= Tujuan 1 =
Tuliskan kembali paragraf dalam kutipan bacaan yang diawali "Dalam diskusi tersebut" dalam bentuk daftar singkat tanpa menghilangkan fakta utamanya.
= Tujuan 2 =
Tentukan apakah setiap pernyataan berikut sesuai dengan kutipan bacaan, lalu jawab ya atau tidak disertai kutipan kata-kata dari teks yang menjadi penentunya.
(a) Hemlan Elhany datang ke lokasi aksi sekitar 30 menit kemudian.
(b) Ketua STAIN hadir langsung menemui para pengunjuk rasa.
(c) Menurut salah satu pengunjuk rasa, kasus ini baru dibiarkan selama satu minggu.

= Kutipan Bacaan =
================
Dalam aksi tersebut, mereka berorasi dengan mengatakan bahwa mahasiswa sangat kecewa terhadap kerja presiden mahasiswa, sekretaris jendral dan salah satu calon DLM terpilih dengan tindakan mereka yang diindikasi korupsi sebagai program kerja pertama. “Sudah dua minggu kasus ini dibiarkan, ini tidak ada bentuk ketegasan ketua STAIN dalam membangun civitas akademika,” teriak salah satu pengunjuk rasa.
Selang 30 menit kemudian Hemlan Elhany yang saat itu sedang menghadiri seminar proposal salah satu mahasiswa datang ke lokasi aksi. Hemlan Elhani pun menjelaskan bahwa ketua STAIN saat itu sedang ada pertemuan di Bandar Lampung dan mengajak perwakilan mahasiswa untuk dapat berdiskusi di ruang tamu ketua STAIN. Beberapa mahasiswa yang diantaranya Gubernur BEM JT dan BEM JS ikut untuk mewakili mahasiswa.
Dalam diskusi tersebut Slamet Riadi selaku koordinator menyampaikan tututannya yakni pertama; meminta ketua STAIN bersikap tegas dalam permasalahan-permasalahan kampus. Kedua; kembalikan uang ta’aruf mahasiswa baru yang dipungut ilegal oleh BEM ST dan segera ditindak lanjuti kasus ini kepada pihak berwenang. Ketiga; bekukan BEM ST yang telah merusak nama baik KBM (keluarga besar mahasiswa) STAIN Metro dengan melakukan pungutan liar dan tidak bertanggung jawab. “Masalah ini harus segera ditindak tegas, beritanya sudah sampai ke mana-mana. Ini pun sudah mencemarkan KBM STAIN. Jadi bekukan BEM ST, pulangkan uang mahasiswa karena itu hak mereka.
================
= Daftar Data =
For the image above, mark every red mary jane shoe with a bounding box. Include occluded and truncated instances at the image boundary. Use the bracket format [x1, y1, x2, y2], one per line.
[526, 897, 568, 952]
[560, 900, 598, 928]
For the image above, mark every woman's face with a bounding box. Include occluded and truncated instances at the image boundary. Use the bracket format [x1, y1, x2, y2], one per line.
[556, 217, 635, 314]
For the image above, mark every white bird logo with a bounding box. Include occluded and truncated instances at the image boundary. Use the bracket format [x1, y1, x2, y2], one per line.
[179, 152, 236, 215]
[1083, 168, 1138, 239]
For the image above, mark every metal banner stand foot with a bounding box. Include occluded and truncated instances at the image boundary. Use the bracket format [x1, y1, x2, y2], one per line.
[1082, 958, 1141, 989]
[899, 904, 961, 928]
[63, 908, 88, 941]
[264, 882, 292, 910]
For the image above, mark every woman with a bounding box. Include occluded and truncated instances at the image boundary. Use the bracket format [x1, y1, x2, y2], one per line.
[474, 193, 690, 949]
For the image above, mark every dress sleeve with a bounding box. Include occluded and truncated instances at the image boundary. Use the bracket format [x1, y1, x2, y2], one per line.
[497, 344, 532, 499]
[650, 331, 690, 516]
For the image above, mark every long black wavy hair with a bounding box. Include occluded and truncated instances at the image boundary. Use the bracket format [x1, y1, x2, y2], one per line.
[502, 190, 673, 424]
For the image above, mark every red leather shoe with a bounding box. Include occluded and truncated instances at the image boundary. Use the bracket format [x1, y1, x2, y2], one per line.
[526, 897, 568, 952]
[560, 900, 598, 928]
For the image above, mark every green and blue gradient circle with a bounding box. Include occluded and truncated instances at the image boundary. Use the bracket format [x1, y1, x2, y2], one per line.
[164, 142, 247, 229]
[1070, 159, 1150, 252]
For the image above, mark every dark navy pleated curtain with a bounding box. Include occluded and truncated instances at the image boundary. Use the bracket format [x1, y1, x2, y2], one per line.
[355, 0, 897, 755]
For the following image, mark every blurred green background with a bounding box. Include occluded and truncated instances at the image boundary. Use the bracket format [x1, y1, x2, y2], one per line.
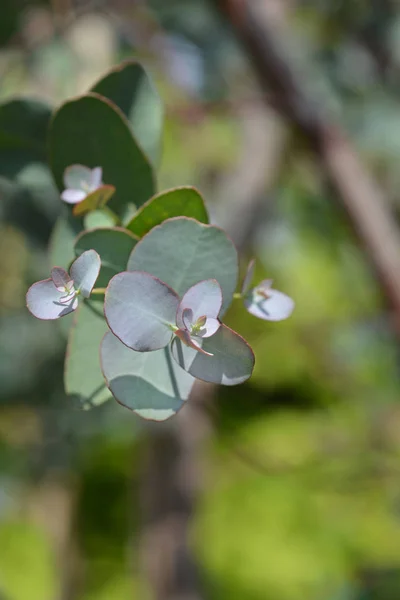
[0, 0, 400, 600]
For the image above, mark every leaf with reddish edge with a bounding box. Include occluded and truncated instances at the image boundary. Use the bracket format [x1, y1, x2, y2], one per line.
[244, 279, 294, 321]
[70, 250, 101, 298]
[100, 332, 195, 421]
[26, 279, 78, 320]
[176, 279, 222, 329]
[104, 271, 179, 352]
[175, 329, 212, 356]
[72, 185, 115, 217]
[171, 325, 254, 385]
[126, 186, 209, 237]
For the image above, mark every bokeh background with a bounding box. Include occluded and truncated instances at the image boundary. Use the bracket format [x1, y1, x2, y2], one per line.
[0, 0, 400, 600]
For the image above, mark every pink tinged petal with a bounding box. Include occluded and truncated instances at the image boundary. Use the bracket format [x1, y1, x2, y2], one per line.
[90, 167, 103, 191]
[51, 267, 74, 292]
[64, 165, 92, 190]
[26, 279, 78, 320]
[70, 250, 101, 298]
[182, 308, 193, 331]
[199, 317, 221, 337]
[175, 329, 213, 356]
[245, 286, 294, 321]
[241, 258, 256, 296]
[61, 189, 87, 204]
[176, 279, 222, 329]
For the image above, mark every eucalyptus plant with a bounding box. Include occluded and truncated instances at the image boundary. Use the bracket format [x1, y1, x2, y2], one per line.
[10, 61, 294, 421]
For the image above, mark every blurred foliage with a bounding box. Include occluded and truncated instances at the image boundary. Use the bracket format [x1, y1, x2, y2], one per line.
[0, 0, 400, 600]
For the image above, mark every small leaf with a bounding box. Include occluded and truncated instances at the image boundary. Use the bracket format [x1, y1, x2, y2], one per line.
[128, 217, 238, 316]
[245, 280, 294, 321]
[64, 297, 111, 408]
[171, 325, 254, 385]
[175, 329, 212, 356]
[83, 207, 118, 229]
[72, 185, 115, 217]
[70, 250, 101, 298]
[104, 271, 179, 352]
[100, 332, 195, 421]
[26, 279, 78, 320]
[241, 258, 256, 296]
[176, 279, 222, 328]
[127, 187, 208, 237]
[49, 94, 155, 216]
[92, 60, 164, 166]
[75, 227, 137, 287]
================
= Jawaban Latihan 1 =
Slamet Riadi, koordinator aksi, menyampaikan tiga tuntutan:
- Ketua STAIN diminta bersikap tegas dalam permasalahan kampus.
- Uang ta'aruf mahasiswa baru yang dipungut secara ilegal oleh BEM ST dikembalikan, dan kasusnya segera ditindaklanjuti ke pihak berwenang.
- BEM ST dibekukan karena pungutan liar dan sikap tidak bertanggung jawabnya telah merusak nama baik KBM (keluarga besar mahasiswa) STAIN Metro.

Menurutnya, masalah ini harus segera ditindak tegas karena beritanya sudah menyebar dan telah mencemarkan KBM STAIN.

= Jawaban Latihan 2 =
(a) Ya: "Selang 30 menit kemudian Hemlan Elhany yang saat itu sedang menghadiri seminar proposal salah satu mahasiswa datang ke lokasi aksi."
(b) Tidak: "ketua STAIN saat itu sedang ada pertemuan di Bandar Lampung"
(c) Tidak: "Sudah dua minggu kasus ini dibiarkan"